Task directions. Copy out all the data, word for word.

Top of Records for processing

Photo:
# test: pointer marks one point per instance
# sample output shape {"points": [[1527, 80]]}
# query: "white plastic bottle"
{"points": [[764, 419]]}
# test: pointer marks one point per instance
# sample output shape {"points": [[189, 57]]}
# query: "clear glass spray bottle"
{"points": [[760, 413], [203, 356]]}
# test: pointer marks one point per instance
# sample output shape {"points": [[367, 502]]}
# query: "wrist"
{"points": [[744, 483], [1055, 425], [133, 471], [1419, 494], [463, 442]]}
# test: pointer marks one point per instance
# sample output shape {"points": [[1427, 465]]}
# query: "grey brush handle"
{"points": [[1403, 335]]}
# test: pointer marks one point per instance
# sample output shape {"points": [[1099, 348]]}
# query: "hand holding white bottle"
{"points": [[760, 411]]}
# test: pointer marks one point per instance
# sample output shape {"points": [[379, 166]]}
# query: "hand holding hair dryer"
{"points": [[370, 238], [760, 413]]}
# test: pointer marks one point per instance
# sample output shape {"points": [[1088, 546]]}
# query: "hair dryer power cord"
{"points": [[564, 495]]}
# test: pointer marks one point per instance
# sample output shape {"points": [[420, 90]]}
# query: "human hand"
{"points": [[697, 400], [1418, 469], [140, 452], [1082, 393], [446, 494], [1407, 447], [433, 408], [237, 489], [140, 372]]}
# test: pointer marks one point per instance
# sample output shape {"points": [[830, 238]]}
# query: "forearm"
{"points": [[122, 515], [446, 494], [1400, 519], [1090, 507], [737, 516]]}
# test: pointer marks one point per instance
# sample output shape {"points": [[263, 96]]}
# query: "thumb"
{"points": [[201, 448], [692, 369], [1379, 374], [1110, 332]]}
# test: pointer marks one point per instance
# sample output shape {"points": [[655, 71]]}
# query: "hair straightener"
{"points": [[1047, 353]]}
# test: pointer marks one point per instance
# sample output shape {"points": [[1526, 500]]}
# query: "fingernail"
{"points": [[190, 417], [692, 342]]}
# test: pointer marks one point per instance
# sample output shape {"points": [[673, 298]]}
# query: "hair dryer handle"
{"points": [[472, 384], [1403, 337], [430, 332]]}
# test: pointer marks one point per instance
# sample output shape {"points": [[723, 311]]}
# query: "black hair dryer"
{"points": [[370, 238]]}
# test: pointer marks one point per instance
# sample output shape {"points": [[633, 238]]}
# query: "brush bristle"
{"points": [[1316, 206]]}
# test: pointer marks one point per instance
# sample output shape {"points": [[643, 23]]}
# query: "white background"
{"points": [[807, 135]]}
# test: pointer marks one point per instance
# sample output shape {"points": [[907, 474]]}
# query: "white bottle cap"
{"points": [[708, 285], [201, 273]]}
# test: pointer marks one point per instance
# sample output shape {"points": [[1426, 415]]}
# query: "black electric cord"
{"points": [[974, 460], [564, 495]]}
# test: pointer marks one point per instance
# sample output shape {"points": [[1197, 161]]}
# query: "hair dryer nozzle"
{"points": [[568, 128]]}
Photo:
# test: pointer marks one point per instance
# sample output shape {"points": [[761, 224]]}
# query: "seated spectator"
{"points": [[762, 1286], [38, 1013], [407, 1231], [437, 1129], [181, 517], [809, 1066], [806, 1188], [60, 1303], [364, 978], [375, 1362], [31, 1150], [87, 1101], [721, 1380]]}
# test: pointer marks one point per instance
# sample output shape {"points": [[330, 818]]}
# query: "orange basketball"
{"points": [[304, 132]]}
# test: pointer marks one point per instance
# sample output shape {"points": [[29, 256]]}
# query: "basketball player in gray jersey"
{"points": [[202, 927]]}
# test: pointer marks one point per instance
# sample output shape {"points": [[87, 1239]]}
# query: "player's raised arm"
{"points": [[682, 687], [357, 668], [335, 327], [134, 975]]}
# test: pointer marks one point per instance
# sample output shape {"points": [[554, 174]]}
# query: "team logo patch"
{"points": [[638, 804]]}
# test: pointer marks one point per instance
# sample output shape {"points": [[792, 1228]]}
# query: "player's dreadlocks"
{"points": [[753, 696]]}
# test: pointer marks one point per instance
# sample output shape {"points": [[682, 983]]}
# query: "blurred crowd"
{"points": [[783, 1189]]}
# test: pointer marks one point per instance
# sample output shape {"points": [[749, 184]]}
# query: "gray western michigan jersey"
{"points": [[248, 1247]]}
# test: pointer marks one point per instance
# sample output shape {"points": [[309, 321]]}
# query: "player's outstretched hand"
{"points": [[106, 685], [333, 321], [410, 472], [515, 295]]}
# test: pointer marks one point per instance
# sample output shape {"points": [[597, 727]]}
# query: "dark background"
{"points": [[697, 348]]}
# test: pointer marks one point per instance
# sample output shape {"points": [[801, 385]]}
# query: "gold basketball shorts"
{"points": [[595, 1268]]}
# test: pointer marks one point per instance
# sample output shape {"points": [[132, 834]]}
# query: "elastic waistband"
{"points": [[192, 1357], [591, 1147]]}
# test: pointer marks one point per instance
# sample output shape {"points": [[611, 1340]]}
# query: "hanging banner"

Bottom of Records for processing

Response box.
Photo:
# test: pointer marks one point per instance
# sample output shape {"points": [[1527, 80]]}
# query: "white plastic bottle"
{"points": [[764, 419]]}
# test: pointer marks one point per instance
# sample output shape {"points": [[189, 57]]}
# query: "clear glass spray bottle"
{"points": [[760, 413], [203, 356]]}
# test: pointer marks one point per instance
# sample output shape {"points": [[367, 502]]}
# query: "wrist"
{"points": [[744, 483], [1055, 425], [133, 471], [1419, 494], [463, 442]]}
# test: pointer marks one point per instance
# sample output shape {"points": [[1427, 465]]}
# query: "grey brush handle"
{"points": [[1403, 335]]}
# test: pointer marks one point per instance
# sample output shape {"points": [[1099, 348]]}
# query: "hand holding white bottle"
{"points": [[760, 411]]}
# test: pointer marks one point per instance
# sample output shape {"points": [[379, 166]]}
# query: "hand holding hair dryer"
{"points": [[370, 238], [760, 413]]}
# test: pointer marks one point per instance
# sample output shape {"points": [[1088, 546]]}
# query: "hair dryer power cord"
{"points": [[564, 495]]}
# test: pointer marks one point per instance
# sample output shape {"points": [[420, 90]]}
# query: "human hand"
{"points": [[697, 400], [1418, 469], [140, 452], [1082, 393], [446, 494], [1407, 447], [433, 408], [237, 489], [140, 372]]}
# test: pointer marks one point per instance
# sample output shape {"points": [[830, 238]]}
# query: "forearm"
{"points": [[122, 515], [446, 494], [1400, 519], [1090, 507], [737, 516]]}
# test: pointer marks one point per instance
# sample output shape {"points": [[263, 96]]}
# query: "thumb"
{"points": [[201, 448], [692, 369], [1379, 374], [1110, 332]]}
# test: pointer marks one point per instance
# sample output shape {"points": [[655, 71]]}
# query: "hair straightener"
{"points": [[1047, 353]]}
# test: pointer marks one point per instance
# sample output shape {"points": [[1526, 500]]}
# query: "fingernail"
{"points": [[190, 417], [692, 342]]}
# test: pointer marks one point per instance
# sample output shape {"points": [[673, 298]]}
# query: "hair dryer handle"
{"points": [[472, 384], [1403, 337], [430, 332]]}
# test: pointer marks one point per instance
# sample output shape {"points": [[723, 311]]}
# query: "black hair dryer"
{"points": [[370, 238]]}
# test: pointer marks one point per instance
# sample output shape {"points": [[633, 238]]}
# query: "brush bristle"
{"points": [[1316, 206]]}
# test: pointer marks one point per instance
# sample output shape {"points": [[643, 23]]}
# query: "white background"
{"points": [[807, 135]]}
# test: pointer marks one point per instance
# sample output shape {"points": [[907, 474]]}
# query: "white bottle cap"
{"points": [[708, 285], [201, 273]]}
# test: pointer marks one point per instance
# sample output shape {"points": [[1426, 415]]}
# query: "black electric cord"
{"points": [[974, 460], [564, 495]]}
# test: pointer marks one point per instance
# sample output shape {"points": [[1197, 161]]}
# query: "hair dryer nozzle"
{"points": [[568, 128]]}
Photo:
# test: pointer marks one point per instance
# sample output shape {"points": [[761, 224]]}
# query: "seated spectator"
{"points": [[762, 1286], [38, 1013], [407, 1231], [437, 1129], [181, 517], [809, 1066], [806, 1188], [60, 1303], [364, 978], [375, 1362], [31, 1150], [87, 1101], [721, 1380]]}
# test: pointer marks one point per instance
# sample output shape {"points": [[330, 818]]}
# query: "orange basketball"
{"points": [[304, 132]]}
# test: pointer marks one point per instance
# sample output shape {"points": [[29, 256]]}
# query: "basketball player in gray jersey"
{"points": [[202, 927]]}
# test: pointer marks one point per instance
# sample output shape {"points": [[87, 1239]]}
# query: "player's raised arm"
{"points": [[682, 687], [357, 668], [335, 327], [134, 975]]}
# test: pointer marks one point per instance
# sample output shape {"points": [[554, 174]]}
# query: "team logo patch"
{"points": [[638, 804]]}
# test: pointer marks one point per instance
# sample output shape {"points": [[792, 1228]]}
# query: "player's dreadlocks"
{"points": [[753, 696]]}
# test: pointer marks one point per instance
# sample output shape {"points": [[682, 983]]}
# query: "blurred crowd"
{"points": [[783, 1189]]}
# test: pointer marks one point per instance
# sample output shape {"points": [[749, 184]]}
# query: "gray western michigan jersey"
{"points": [[248, 1247]]}
# test: pointer marks one point per instance
# sample output shape {"points": [[309, 321]]}
# query: "player's outstretched hand"
{"points": [[106, 685], [333, 321], [410, 472], [515, 295]]}
# test: pointer marks one point per instance
# sample output shape {"points": [[597, 727]]}
# query: "dark background"
{"points": [[697, 348]]}
# test: pointer marks one point per instance
# sample output shape {"points": [[801, 385]]}
# query: "gold basketball shorts"
{"points": [[595, 1268]]}
# test: pointer marks one point per instance
# sample output shape {"points": [[132, 834]]}
# query: "elastic waistband"
{"points": [[192, 1357], [591, 1147]]}
# test: pointer marks one point per instance
# sample output shape {"points": [[611, 1340]]}
# query: "hanging banner"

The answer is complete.